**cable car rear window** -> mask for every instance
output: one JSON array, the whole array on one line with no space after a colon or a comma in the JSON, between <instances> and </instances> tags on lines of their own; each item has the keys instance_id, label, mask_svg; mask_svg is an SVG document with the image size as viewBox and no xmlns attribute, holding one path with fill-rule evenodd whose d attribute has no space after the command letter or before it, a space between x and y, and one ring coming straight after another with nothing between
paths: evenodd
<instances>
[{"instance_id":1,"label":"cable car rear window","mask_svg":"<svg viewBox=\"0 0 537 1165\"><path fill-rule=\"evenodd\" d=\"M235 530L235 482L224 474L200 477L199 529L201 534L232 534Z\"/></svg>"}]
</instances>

§ **PROBLEM DESCRIPTION**
Transcribe the whole listing exactly.

§ **TASK RESPONSE**
**cable car rear window** -> mask for every instance
output: one JSON array, the whole array on one line with no space after a colon or a comma in the JSON, between <instances> and </instances> tags on lines of their own; each item has the keys instance_id, label, mask_svg; mask_svg is an SVG document with the image size as viewBox and no xmlns attribute, holding one path with fill-rule evenodd whose d attribute has no space after the command letter or before it, a space between x and y, and one ring coming straight after another with nothing between
paths: evenodd
<instances>
[{"instance_id":1,"label":"cable car rear window","mask_svg":"<svg viewBox=\"0 0 537 1165\"><path fill-rule=\"evenodd\" d=\"M235 530L235 482L224 474L200 477L199 529L201 534L232 534Z\"/></svg>"}]
</instances>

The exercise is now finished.